Passage shown:
===
POV-Ray : Newsgroups : povray.off-topic : Yet another reason why they shouldn't grant software patents : Re: Yet another reason why they shouldn't grant software patents Server Time
8 Oct 2024 18:36:22 EDT (-0400)
  Re: Yet another reason why they shouldn't grant software patents  
From: Patrick Elliott
Date: 22 Nov 2009 03:58:15
Message: <4b08fd27@news.povray.org>
Darren New wrote:
> Patrick Elliott wrote:
>> its the fact that you are giving instructions on what *to do*, which 
>> makes the **instructions** non-patentable.
> 
> People don't patent the instructions.
> 
>> Software is, on a basic level, **instructions**, not the "thing" itself. 
> 
> That's why people don't patent the instructions. If you're not even 
> going to read the claims of a patent, there's not a lot of sense in 
> discussing it with you.
===
To do: Transcribe the newsgroup post on software patents in full, with every line and character unchanged.

Image object location lines:
===
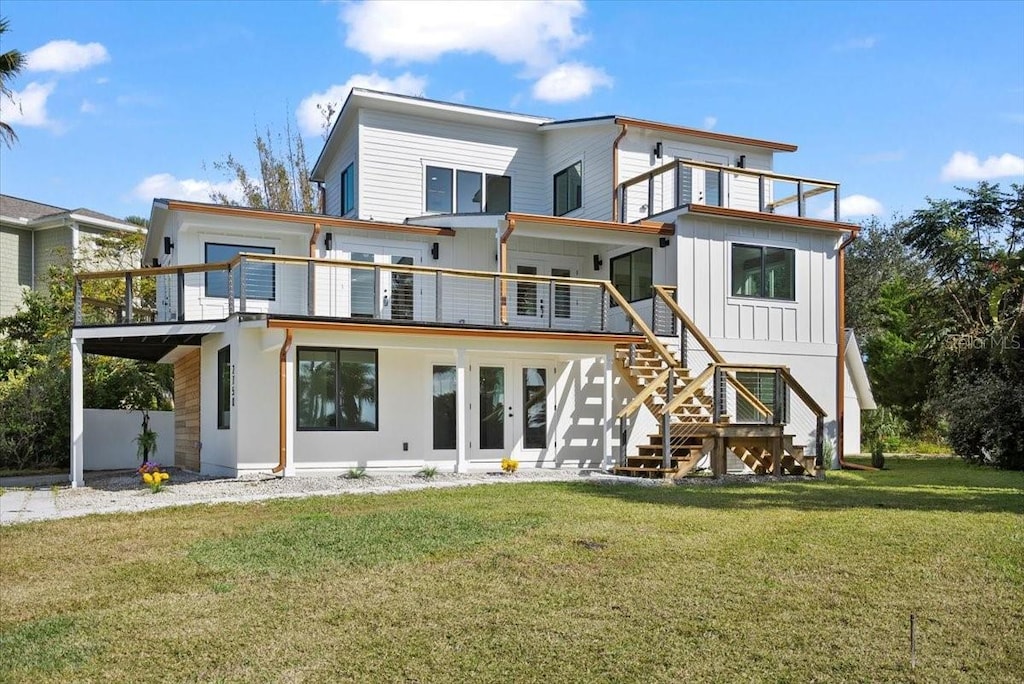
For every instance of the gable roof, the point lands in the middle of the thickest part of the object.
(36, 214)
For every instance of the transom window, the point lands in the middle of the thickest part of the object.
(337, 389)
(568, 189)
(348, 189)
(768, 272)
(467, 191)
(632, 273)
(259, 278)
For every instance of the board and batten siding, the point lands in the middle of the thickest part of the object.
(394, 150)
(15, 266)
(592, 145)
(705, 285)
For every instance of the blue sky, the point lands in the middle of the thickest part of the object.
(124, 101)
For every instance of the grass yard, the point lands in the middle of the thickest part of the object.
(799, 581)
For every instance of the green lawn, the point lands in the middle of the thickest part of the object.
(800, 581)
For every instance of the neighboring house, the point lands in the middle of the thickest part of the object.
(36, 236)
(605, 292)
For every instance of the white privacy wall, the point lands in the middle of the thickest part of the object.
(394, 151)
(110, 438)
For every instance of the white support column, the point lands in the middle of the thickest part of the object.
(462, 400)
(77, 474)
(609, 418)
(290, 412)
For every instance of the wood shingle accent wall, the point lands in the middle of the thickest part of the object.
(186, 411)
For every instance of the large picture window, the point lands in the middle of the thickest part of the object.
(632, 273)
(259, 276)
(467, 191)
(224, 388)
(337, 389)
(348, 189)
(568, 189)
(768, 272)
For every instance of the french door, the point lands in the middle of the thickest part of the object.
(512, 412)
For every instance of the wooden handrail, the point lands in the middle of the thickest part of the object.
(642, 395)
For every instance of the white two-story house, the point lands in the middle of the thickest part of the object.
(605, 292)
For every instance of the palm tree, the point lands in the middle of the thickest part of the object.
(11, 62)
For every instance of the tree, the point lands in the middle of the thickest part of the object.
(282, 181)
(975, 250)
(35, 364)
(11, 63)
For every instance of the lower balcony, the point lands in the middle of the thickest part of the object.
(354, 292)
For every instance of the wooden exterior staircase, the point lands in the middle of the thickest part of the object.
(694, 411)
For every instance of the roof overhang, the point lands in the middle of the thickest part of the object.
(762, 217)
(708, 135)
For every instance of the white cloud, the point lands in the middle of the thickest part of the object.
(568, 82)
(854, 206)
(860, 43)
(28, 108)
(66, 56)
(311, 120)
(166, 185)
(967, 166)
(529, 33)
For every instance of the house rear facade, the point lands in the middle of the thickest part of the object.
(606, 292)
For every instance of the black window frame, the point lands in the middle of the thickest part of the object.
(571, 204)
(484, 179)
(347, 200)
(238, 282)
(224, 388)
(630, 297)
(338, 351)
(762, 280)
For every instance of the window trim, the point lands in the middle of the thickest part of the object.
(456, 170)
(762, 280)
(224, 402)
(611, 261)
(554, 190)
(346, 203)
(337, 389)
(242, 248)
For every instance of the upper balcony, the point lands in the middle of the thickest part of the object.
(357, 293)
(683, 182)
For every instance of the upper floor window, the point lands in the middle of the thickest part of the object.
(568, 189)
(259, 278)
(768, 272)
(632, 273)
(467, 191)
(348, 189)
===
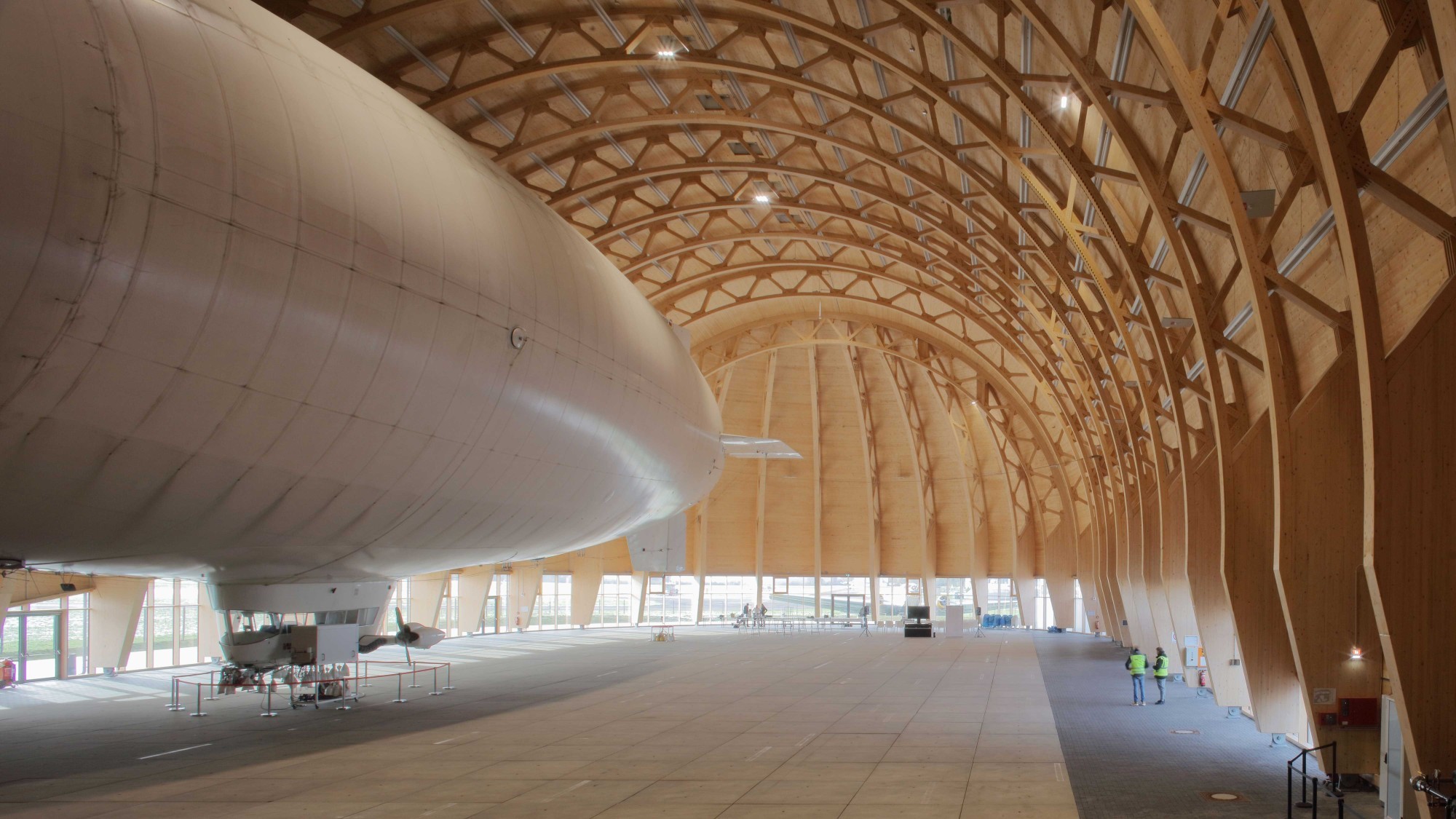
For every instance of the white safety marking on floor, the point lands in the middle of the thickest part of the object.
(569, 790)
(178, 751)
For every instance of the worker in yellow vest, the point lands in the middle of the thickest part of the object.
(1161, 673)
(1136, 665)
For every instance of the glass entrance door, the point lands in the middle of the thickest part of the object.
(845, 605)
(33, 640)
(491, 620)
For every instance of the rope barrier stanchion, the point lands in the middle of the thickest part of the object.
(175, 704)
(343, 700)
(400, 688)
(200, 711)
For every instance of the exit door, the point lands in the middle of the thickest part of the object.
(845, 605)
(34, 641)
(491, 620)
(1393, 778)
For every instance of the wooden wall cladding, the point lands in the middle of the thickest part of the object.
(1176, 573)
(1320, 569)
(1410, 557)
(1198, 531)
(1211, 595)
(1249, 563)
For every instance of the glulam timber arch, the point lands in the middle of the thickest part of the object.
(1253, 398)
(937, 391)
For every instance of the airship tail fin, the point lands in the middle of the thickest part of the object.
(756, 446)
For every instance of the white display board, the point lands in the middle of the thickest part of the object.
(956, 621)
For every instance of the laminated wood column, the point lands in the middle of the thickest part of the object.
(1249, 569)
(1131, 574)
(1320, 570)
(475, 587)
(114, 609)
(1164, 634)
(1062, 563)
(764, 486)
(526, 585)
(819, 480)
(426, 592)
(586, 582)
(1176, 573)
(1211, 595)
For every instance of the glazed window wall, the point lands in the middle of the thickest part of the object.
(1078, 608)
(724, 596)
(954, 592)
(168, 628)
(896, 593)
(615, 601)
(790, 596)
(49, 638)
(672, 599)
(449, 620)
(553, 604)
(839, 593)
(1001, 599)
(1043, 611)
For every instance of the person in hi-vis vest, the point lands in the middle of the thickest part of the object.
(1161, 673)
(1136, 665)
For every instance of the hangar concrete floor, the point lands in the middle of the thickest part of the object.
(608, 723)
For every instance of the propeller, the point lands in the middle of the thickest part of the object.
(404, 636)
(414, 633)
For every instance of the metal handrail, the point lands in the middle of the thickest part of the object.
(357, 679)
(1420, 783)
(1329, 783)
===
Completed exercise:
POV-Ray : Newsgroups : povray.off-topic : Yet another reason why they shouldn't grant software patents : Re: Yet another reason why they shouldn't grant software patents Server Time
8 Oct 2024 18:36:22 EDT (-0400)
  Re: Yet another reason why they shouldn't grant software patents  
From: Patrick Elliott
Date: 22 Nov 2009 03:58:15
Message: <4b08fd27@news.povray.org>
Darren New wrote:
> Patrick Elliott wrote:
>> its the fact that you are giving instructions on what *to do*, which 
>> makes the **instructions** non-patentable.
> 
> People don't patent the instructions.
> 
>> Software is, on a basic level, **instructions**, not the "thing" itself. 
> 
> That's why people don't patent the instructions. If you're not even 
> going to read the claims of a patent, there's not a lot of sense in 
> discussing it with you.